#### YOUR INSTRUCTIONS
Although the entries contain pictures, repeat only their words, exactly as written.
--- DATA TO PROCESS ---
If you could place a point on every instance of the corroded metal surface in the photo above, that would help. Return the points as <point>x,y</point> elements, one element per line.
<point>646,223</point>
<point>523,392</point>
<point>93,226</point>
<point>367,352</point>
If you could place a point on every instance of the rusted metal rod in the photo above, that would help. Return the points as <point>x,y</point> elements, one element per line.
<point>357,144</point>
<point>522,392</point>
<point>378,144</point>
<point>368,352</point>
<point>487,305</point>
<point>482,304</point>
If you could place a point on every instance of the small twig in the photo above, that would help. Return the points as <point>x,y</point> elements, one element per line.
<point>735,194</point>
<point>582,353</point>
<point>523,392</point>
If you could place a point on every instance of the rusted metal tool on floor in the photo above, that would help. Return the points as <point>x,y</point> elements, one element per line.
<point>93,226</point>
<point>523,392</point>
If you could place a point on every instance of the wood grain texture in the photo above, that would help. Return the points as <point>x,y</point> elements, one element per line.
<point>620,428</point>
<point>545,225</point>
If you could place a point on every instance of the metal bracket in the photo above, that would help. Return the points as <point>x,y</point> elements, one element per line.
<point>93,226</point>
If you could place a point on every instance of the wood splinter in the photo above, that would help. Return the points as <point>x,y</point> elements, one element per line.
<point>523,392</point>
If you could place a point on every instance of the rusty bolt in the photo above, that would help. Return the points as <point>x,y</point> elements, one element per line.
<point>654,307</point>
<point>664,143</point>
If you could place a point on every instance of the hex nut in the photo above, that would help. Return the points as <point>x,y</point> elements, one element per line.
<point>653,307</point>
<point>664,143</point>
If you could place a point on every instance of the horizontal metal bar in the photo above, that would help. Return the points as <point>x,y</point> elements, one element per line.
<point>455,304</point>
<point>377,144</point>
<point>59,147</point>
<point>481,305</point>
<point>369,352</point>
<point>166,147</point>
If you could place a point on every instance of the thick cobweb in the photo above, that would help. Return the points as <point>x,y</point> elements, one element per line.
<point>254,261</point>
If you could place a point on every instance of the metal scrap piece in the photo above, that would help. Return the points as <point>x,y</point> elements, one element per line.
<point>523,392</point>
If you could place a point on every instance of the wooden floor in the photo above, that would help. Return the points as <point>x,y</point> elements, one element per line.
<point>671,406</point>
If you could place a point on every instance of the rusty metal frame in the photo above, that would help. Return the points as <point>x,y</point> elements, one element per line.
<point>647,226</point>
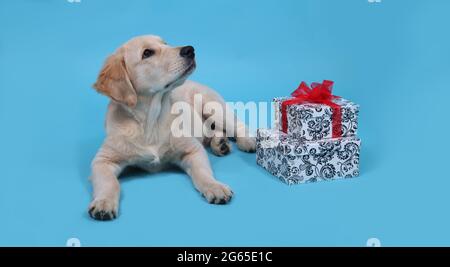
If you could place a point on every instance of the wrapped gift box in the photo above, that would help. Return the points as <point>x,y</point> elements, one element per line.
<point>311,121</point>
<point>294,161</point>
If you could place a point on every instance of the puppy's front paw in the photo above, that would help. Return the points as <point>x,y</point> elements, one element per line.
<point>217,193</point>
<point>220,146</point>
<point>247,144</point>
<point>103,209</point>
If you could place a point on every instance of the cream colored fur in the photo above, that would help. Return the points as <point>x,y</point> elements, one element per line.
<point>139,118</point>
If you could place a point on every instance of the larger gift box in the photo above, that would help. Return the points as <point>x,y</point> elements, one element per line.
<point>295,162</point>
<point>313,113</point>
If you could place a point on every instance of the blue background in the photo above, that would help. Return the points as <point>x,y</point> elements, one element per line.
<point>392,58</point>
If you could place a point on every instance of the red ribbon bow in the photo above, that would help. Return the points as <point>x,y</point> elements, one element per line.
---
#### ANSWER AREA
If you could place a point on every instance of the corroded metal surface in the photo above, that would help. Return the points as <point>x,y</point> elements, one element per line.
<point>646,223</point>
<point>523,392</point>
<point>93,226</point>
<point>367,352</point>
If you could place a point on every instance of the rusted metal rod in the photo above, that would help. Return the points as <point>x,y</point> elements, one element per line.
<point>357,144</point>
<point>522,392</point>
<point>378,144</point>
<point>368,352</point>
<point>487,305</point>
<point>482,304</point>
If you could place a point on every instance of the small twig in the photo above, that would help. Return the points as <point>x,y</point> elements, one element per line.
<point>735,194</point>
<point>582,353</point>
<point>523,392</point>
If you could place a point on every instance of the rusted metal tool on floor in the photo above, that would help. Return the points as <point>x,y</point> elements, one element per line.
<point>93,226</point>
<point>523,392</point>
If you could place a point on every instance of the wood grain texture in the photo above, that would help. Return the points as <point>x,y</point> elements, one element per line.
<point>620,428</point>
<point>545,225</point>
If you could place a point on every instance of the metal bracket in the photo above, that would help. Return the points as <point>x,y</point> elements, one element per line.
<point>93,226</point>
If you could place a point on every instance of the wood splinter in the photo above, that would help. Return the points as <point>x,y</point> elements, one element per line.
<point>523,392</point>
If you could place a point on every instance of the rusty bolt in the photo above, that would help. Return the points as <point>x,y</point> elements, one element per line.
<point>654,307</point>
<point>664,143</point>
If you could place a point on every instance of the hex nut in the photo above, that would help. Return the points as <point>x,y</point> elements, one element per line.
<point>653,307</point>
<point>664,143</point>
If you could place a point on every instance of the horizontal metal bar in the photo above, that would help. Return the points as <point>x,y</point> elements, one element per line.
<point>455,304</point>
<point>377,144</point>
<point>59,147</point>
<point>481,305</point>
<point>369,352</point>
<point>166,147</point>
If you could place a point on every instance of the thick cobweb in the photo above, that would help. Return the points as <point>x,y</point> elements, one element per line.
<point>254,261</point>
If you could place a point on every instance of the metal scrap piece in the photo above, that would help. Return the points as <point>x,y</point> elements, one element per line.
<point>523,392</point>
If you could place a point on every instance of the wooden floor in the photo above, that would help. Return the points as <point>x,y</point> elements, one element per line.
<point>671,406</point>
If you could place a point on every instance of the rusty metal frame in the photo above, that would help. Return the points as <point>x,y</point> elements, one element per line.
<point>647,226</point>
If you could place a point on every instance of the wrapped gift box in the photo above, that would help. Return the points as <point>x,y</point> elements, one element per line.
<point>311,121</point>
<point>294,161</point>
If you could place a point on every instance of the puppy's front paw in the photo above, that would help. Return the points as <point>x,y</point> elements, one element per line.
<point>217,193</point>
<point>220,146</point>
<point>247,144</point>
<point>103,209</point>
If you could place a point on every instance of the cream colored fur in the photo above, that would help. Return the points as <point>x,y</point> elements, one element per line.
<point>139,118</point>
If you could place a point on every instance of the larger gift box in the photo above, that would help. Return the points as <point>x,y</point> elements, one element per line.
<point>295,162</point>
<point>313,113</point>
If you could place a point on every instance of the blue background in the photo above, that would help. Return the points as <point>x,y</point> elements, one element per line.
<point>392,58</point>
If you could place a point on every instance of the red ribbon bow in the photo above, that would help. Return the points as <point>x,y</point> elements, one element per line.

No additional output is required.